• _Page text_
----------------

But while many startup leaders are kickstarting these first few months with a refreshed focus on hiring, that tank full of shiny new year energy and enthusiasm often quickly runs out of gas. Newly promoted managers, old hats, and founders with fresh rounds of funding all eventually run into the same speed bump: hiring at early-stage startups is hard.
More specifically, it's a time consuming, nose-to-tail process. As cold outreach emails fly out, applications pour in and onsite logistics multiply, the experience of running a hiring process quickly morphs from a side gig to a seemingly full-time endeavor that monopolizes attention and clogs inboxes. From crafting job descriptions and building balanced candidate pipelines to sifting through impactful interview questions and dialing up references, every step requires careful consideration — and presents plenty of opportunities for process to unravel and dream candidates to slip away.
It’s no surprise then that managers and founders are constantly on the hunt for hiring hacks to ease the load. To help out where we can, we’ve rounded up six must reads with thoughtful advice, intentional strategies and a smattering of unconventional tactics to present a package of practices for every stage of the hiring process.
Read on for wisdom from those who’ve beaten down the recruiting path and come out the other side with a fresh perspective. We hope you can draw inspiration from their habits as you tinker with your own hiring efforts and look to deepen your well of motivation for all the months that still lie ahead.
1. Go on a hike to set your hiring vision and give out tests, not pop quizzes.
Dan Pupius spent six years at Google before moving on, first to Medium as Head of Engineering and then venturing out as co-founder and CEO of Range. But to this day, Pupius feels that he snuck through Google’s intensive interview process. And his experience recruiting others to join the tech giant validated this feeling, as he observed plenty of false negatives (people who could have been amazing contributors) and false positives (candidates who checked all the academic and meritocratic boxes but weren't the right fit after all). That’s why he and his colleagues at both Medium and Range set out to craft meticulous hiring rubrics and remove blind spots from their respective recruiting systems. The unexpected part was that they ended up relying on the principles of product development along the way.
For example, setting out a clear and compelling vision is critical to the development of any product. For hiring, it’s just as important. But many founders start with a rather weak vision for team building, which kicks off a weak hiring process. There are the surface-level desires to build a "world-class team” or make the lists of companies with the best culture. But even seemingly more detailed statements such as "I want a team of focused, hard workers who fundamentally believe in our mission" are still too nebulous.
To go further, Pupius recommends creating a comprehensive definition of the type of person who will succeed at your company specifically. What is unique to your company and your mission? What unique qualities in people will building that type of company require? Ask yourself, will this vision repel people who aren't a good fit? If yes, that means it's not an empty statement. Most importantly, Pupius notes that the vision needs to consider your team as a whole — a single, coherent product.
Just like it doesn't work to build a product as a collection of features, you don't want to build a team that's just a collection of individuals, no matter how exceptional they each are.

----------------

• _Dataset extract_
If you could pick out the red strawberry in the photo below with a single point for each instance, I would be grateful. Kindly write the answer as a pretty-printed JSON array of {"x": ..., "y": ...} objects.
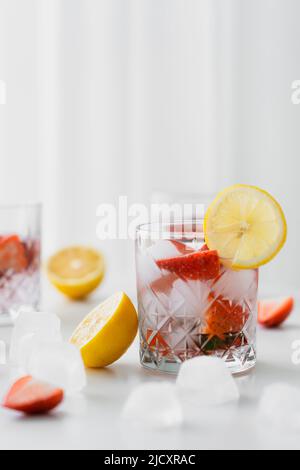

----------------

• _Given exercise 1_
In the startup hiring article, what role did Dan Pupius hold at Medium?
• _Given exercise 2_
Decide whether each statement agrees with the startup hiring article, answering yes or no and quoting the words that settle it.
(a) Dan Pupius worked at Google for six years.
(b) The article gathers eight must reads on hiring.
(c) Pupius says the hiring vision should treat the team as a whole.

• _Correct result 1_
Head of Engineering.

• _Correct result 2_
(a) Yes: "Dan Pupius spent six years at Google before moving on"
(b) No: "we’ve rounded up six must reads"
(c) Yes: "the vision needs to consider your team as a whole — a single, coherent product"